Please transcribe the data exactly, with nothing left out.

--- Records for this task ---

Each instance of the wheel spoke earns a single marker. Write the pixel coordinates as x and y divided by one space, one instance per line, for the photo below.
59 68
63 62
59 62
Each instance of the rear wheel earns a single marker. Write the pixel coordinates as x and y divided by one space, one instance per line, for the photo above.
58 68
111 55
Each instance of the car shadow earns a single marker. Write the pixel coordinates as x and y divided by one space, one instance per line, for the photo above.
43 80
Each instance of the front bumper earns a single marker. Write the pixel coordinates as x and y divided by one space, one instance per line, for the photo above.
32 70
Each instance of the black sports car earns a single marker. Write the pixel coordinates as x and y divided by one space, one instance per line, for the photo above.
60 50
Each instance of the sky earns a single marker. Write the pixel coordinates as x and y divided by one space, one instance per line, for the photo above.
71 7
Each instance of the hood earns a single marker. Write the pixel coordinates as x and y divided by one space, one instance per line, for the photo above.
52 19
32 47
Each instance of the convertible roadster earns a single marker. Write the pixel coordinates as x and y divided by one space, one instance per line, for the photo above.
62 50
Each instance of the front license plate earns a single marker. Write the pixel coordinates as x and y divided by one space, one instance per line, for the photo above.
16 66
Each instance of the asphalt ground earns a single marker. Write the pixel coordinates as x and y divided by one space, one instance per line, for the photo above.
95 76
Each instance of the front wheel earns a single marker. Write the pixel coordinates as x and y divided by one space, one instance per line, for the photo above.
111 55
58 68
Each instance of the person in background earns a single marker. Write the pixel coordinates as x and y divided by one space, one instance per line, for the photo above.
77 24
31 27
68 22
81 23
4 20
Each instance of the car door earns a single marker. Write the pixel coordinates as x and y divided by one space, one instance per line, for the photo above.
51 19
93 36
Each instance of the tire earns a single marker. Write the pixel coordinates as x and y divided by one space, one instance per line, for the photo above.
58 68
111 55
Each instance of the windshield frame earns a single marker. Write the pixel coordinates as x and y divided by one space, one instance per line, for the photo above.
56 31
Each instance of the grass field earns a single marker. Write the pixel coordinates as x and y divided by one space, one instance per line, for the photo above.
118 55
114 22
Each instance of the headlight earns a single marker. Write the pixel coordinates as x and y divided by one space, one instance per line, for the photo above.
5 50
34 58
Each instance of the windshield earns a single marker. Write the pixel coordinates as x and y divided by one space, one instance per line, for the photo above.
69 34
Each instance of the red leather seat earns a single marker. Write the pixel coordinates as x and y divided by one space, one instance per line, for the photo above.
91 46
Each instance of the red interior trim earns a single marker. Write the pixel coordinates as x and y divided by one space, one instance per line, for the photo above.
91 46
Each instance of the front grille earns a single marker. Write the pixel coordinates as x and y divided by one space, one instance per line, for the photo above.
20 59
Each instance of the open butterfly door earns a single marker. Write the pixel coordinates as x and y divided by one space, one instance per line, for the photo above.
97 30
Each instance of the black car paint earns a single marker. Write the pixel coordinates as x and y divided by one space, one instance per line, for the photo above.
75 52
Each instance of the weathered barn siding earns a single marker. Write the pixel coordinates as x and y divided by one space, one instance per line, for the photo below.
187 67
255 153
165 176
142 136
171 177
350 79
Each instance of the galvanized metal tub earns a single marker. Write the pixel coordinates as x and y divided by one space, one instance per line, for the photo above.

---

• Answer space:
Each instance of the wheel spoke earns a single marker. Write the pixel coordinates as x and y divided by one space, one instance per line, for the photo below.
59 68
63 62
59 62
Each instance of the rear wheel earns a single marker. Write the pixel coordinates as x and y divided by one space, one instance per line, for the photo above.
58 68
111 55
Each instance of the car shadow earns a single marker. Write the pixel coordinates as x and y divided by one space, one instance per line, for the photo above.
43 80
Each instance of the front bumper earns a single marker. Write the pixel coordinates as x and y divided by one space, one instance per line, for the photo above.
32 70
Each instance of the black sports car earns a single marker. Write the pixel coordinates as x and y divided by one space, one instance per line, for the photo above.
60 50
Each instance of the sky earns a single marker. Write the pixel coordinates as x and y divided by one space, one instance per line, for the photo above.
71 7
Each instance of the hood earns a single marker. Write the pixel coordinates as x and y divided by one space, one instance per line, for the photo above.
52 19
32 47
Each instance of the convertible roadster earns a single marker. Write the pixel coordinates as x and y divided by one space, one instance per line, for the photo above.
62 50
Each instance of the front license plate earns a single marker. Write the pixel coordinates as x and y divided by one space, one instance per line, for the photo above.
16 66
Each instance of the asphalt ground earns a single marker. Write the pixel coordinates as x and y divided by one space, one instance per line, for the photo above.
95 76
Each instance of the front wheel earns a single marker. Write the pixel coordinates as x and y divided by one space, one instance per line, for the photo above.
111 55
58 68
Each instance of the person in background earns a single marker. Write the pixel coordinates as x and y divided by one space, one instance per line, for the photo above.
77 24
31 27
68 22
81 23
4 20
Each instance of the car door earns a single marker. Write the pixel coordinates as x and y divided by one space, one instance per line, for the photo above.
51 19
93 36
Each instance of the tire earns a single marker. Write the pixel coordinates as x and y divided by one space, one instance per line, for the photo above.
58 68
111 55
Each instance of the windshield frame earns a single marker. Write the pixel coordinates as x and y divided by one space, one instance per line, for the photo above.
56 31
Each instance of the grass field earns a single marker. Write the pixel coordinates as x and y divided by one space, one instance per line, for the photo above.
118 55
114 22
Each instance of the headlight earns a single marker. Write the pixel coordinates as x and y divided by one space, one instance per line, for the photo above.
5 50
34 58
Each instance of the windshield earns a single marker. Write the pixel coordinates as x and y divided by one space, one instance per line, for the photo above.
69 34
Each instance of the red leather seat earns a single marker. Write the pixel coordinates as x and y divided by one space, one instance per line, for the photo above.
91 46
Each instance of the red interior trim earns a single marker. Write the pixel coordinates as x and y divided by one space, one instance per line, for the photo above.
91 46
Each instance of the front grille earns a single marker. Write the pixel coordinates as x and y divided by one space, one instance per line, for the photo above.
20 59
Each instance of the open butterfly door earns a single marker. Write the pixel coordinates as x and y divided by one space, one instance per line, for the photo above.
97 30
Each instance of the black car paint earns a single marker. Write the pixel coordinates as x and y divided by one space, one instance per line, for the photo above.
75 52
Each instance of the weathered barn siding earns a single marker. Write the pixel coordinates as x and y divided by one space, one instance per line, for the photo below.
187 67
255 153
165 176
142 136
171 177
350 79
Each instance of the galvanized metal tub earns a single marker. Write the pixel coordinates as x and y divided by one space, one instance per line, for the photo above.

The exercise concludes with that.